• EXTRAIT FOURNI:
========================================

12Dans « Rapport minoritaire »28, les précogs sont sous la tutelle de la police, au service d’une noble cause peut-on penser, puisque leurs talents sont utilisés pour empêcher des crimes d’être commis. Mais l’enfer étant, on le sait, pavé de bonnes intentions, le système mis au point marche si bien que les camps de travail sont remplis de criminels… en intention, punis aussi sévèrement que s’ils étaient passés à l’acte. Certains criminels sont rattrapés par leur passé, ceux de cette nouvelle le sont par leur futur, hantés par des crimes qu’ils ne commettront jamais.
13Les Chaînes de l’avenir met en scène un précognitif qui se rapproche plus du prophète que ses congénères. Grâce à sa capacité à voir un an dans le futur, Jones accède au pouvoir, passant du statut de diseur de bonne aventure à celui de dictateur idéologue. Dick multiplie les points communs entre Jones et Hitler : Jones a du charisme, des talents d’orateur, il sait manipuler les foules, qu’il dresse face à un ennemi imaginaire. Il a écrit un livre qui s’intitule « Mon combat moral », et sa chute se conclut par un suicide. Faisant le lien entre les deux hommes, un des personnages se demande si Hitler lui aussi n’était pas un précog, un « mauvais mutant » en quelque sorte. Spectateur attentif de la montée du Nazisme et des événements de la Deuxième Guerre mondiale pendant son adolescence, Dick fera plus tard de nombreuses recherches sur le thème pour l’écriture du Maître du Haut Château, cultivant ce mélange de fascination et de répulsion pour le tyran suprême29.

========================================

• DONNÉES EXTRAITES:
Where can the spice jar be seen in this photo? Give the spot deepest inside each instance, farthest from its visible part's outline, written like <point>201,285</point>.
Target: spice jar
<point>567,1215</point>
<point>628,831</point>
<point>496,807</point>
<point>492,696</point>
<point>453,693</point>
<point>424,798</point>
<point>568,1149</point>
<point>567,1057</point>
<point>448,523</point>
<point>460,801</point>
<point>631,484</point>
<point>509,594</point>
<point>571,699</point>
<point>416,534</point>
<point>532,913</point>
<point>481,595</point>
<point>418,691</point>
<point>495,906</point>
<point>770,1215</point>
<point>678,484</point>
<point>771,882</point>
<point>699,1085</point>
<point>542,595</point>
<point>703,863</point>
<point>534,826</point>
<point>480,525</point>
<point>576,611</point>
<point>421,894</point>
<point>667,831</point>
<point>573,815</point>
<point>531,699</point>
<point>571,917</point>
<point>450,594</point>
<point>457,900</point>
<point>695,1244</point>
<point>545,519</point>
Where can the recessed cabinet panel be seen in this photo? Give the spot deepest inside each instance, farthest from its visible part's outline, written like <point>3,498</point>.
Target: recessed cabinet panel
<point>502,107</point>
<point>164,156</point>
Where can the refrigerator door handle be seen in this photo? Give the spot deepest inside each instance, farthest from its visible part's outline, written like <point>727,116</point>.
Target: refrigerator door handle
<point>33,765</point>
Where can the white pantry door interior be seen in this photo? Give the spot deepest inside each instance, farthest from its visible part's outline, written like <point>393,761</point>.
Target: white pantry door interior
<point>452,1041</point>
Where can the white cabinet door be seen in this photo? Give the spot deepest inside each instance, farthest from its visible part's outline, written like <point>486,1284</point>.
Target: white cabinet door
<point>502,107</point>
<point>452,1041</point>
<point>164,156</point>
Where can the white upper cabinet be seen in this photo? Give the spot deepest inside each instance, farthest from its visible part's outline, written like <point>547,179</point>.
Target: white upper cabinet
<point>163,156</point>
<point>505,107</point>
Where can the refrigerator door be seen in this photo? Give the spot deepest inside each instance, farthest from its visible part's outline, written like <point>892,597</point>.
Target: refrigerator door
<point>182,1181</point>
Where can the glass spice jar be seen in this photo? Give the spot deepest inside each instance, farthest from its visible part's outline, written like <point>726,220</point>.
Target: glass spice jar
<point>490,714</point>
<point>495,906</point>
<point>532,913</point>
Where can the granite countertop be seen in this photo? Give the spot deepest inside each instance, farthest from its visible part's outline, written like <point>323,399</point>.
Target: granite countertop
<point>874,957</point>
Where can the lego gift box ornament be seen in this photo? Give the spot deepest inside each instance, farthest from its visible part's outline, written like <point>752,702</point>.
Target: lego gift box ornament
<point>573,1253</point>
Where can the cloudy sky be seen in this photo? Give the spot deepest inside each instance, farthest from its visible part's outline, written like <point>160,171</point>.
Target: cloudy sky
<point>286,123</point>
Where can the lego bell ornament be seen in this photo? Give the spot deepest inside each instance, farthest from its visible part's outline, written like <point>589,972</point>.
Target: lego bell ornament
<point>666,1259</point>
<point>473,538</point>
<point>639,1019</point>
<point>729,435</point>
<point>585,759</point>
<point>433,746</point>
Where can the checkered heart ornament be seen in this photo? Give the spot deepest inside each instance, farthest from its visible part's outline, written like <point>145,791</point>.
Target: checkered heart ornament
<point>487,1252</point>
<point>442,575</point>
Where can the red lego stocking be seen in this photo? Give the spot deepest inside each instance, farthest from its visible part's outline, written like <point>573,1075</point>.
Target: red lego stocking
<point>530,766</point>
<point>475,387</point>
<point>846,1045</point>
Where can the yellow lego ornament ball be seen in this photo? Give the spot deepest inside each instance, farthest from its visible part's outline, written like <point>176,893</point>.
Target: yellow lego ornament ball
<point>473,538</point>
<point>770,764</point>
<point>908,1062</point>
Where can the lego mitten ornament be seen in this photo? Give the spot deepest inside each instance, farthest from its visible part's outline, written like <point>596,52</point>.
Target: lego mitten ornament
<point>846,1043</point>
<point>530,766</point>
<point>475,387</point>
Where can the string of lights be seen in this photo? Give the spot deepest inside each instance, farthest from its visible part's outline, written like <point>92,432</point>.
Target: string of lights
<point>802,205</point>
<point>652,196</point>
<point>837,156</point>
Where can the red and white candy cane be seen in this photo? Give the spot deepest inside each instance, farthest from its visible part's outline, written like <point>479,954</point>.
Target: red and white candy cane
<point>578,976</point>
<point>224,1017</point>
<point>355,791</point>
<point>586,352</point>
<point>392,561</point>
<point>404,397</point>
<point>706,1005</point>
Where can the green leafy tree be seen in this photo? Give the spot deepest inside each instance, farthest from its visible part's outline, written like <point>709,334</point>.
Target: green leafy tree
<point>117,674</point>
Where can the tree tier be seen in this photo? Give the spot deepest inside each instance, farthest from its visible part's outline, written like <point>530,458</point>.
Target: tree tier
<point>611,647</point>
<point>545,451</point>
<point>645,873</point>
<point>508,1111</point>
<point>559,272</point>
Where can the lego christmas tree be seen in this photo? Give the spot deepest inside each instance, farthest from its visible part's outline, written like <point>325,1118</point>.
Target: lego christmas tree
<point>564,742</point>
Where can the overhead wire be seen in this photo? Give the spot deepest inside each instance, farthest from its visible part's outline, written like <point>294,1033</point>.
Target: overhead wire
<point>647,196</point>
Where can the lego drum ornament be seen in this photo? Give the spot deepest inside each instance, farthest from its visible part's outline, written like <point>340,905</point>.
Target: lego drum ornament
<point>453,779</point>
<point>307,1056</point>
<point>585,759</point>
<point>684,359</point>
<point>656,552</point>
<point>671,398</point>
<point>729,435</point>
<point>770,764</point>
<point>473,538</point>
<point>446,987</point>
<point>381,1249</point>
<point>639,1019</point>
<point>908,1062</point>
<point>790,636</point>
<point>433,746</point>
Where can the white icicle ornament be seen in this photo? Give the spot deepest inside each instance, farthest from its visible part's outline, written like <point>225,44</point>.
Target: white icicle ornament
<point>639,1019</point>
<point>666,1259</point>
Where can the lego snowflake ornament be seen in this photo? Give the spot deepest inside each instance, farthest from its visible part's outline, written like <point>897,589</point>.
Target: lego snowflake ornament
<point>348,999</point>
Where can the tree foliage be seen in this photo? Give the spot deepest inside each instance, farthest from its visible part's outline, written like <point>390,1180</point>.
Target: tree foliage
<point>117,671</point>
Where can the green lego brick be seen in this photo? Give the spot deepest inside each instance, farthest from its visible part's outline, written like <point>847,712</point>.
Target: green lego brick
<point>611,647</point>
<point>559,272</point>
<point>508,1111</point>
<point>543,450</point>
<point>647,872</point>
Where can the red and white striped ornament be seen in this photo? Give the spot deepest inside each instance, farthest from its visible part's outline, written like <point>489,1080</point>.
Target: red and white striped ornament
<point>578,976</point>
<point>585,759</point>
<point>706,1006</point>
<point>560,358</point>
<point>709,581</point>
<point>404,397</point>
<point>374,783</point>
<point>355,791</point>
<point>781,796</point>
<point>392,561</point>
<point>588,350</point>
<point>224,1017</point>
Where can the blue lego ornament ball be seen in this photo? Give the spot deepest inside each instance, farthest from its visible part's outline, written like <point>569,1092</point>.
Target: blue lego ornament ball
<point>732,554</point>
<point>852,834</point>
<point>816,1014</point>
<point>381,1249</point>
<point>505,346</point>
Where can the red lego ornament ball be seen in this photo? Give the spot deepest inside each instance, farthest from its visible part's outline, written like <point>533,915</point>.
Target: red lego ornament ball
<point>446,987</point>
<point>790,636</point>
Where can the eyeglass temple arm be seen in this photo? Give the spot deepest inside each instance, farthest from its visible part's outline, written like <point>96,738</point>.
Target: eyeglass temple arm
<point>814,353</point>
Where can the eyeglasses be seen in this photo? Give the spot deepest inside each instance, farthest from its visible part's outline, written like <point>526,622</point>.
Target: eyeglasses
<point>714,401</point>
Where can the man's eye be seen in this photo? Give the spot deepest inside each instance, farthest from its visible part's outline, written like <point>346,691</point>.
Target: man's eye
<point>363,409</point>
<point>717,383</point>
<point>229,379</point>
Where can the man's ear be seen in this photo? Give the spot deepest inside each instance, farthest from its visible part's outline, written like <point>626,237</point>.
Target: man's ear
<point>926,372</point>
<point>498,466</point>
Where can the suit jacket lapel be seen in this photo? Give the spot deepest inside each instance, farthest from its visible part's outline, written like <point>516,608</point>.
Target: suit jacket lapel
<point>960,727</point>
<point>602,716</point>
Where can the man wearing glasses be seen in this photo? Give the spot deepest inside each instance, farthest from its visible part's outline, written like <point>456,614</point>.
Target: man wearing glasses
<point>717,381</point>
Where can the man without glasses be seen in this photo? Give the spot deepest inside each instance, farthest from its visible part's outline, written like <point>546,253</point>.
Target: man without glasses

========================================

• TÂCHE À RÉALISER: Retranscrivez mot pour mot l'intégralité de l'extrait sur les précogs.

• RÉPONSE ATTENDUE:
12Dans « Rapport minoritaire »28, les précogs sont sous la tutelle de la police, au service d’une noble cause peut-on penser, puisque leurs talents sont utilisés pour empêcher des crimes d’être commis. Mais l’enfer étant, on le sait, pavé de bonnes intentions, le système mis au point marche si bien que les camps de travail sont remplis de criminels… en intention, punis aussi sévèrement que s’ils étaient passés à l’acte. Certains criminels sont rattrapés par leur passé, ceux de cette nouvelle le sont par leur futur, hantés par des crimes qu’ils ne commettront jamais.
13Les Chaînes de l’avenir met en scène un précognitif qui se rapproche plus du prophète que ses congénères. Grâce à sa capacité à voir un an dans le futur, Jones accède au pouvoir, passant du statut de diseur de bonne aventure à celui de dictateur idéologue. Dick multiplie les points communs entre Jones et Hitler : Jones a du charisme, des talents d’orateur, il sait manipuler les foules, qu’il dresse face à un ennemi imaginaire. Il a écrit un livre qui s’intitule « Mon combat moral », et sa chute se conclut par un suicide. Faisant le lien entre les deux hommes, un des personnages se demande si Hitler lui aussi n’était pas un précog, un « mauvais mutant » en quelque sorte. Spectateur attentif de la montée du Nazisme et des événements de la Deuxième Guerre mondiale pendant son adolescence, Dick fera plus tard de nombreuses recherches sur le thème pour l’écriture du Maître du Haut Château, cultivant ce mélange de fascination et de répulsion pour le tyran suprême29.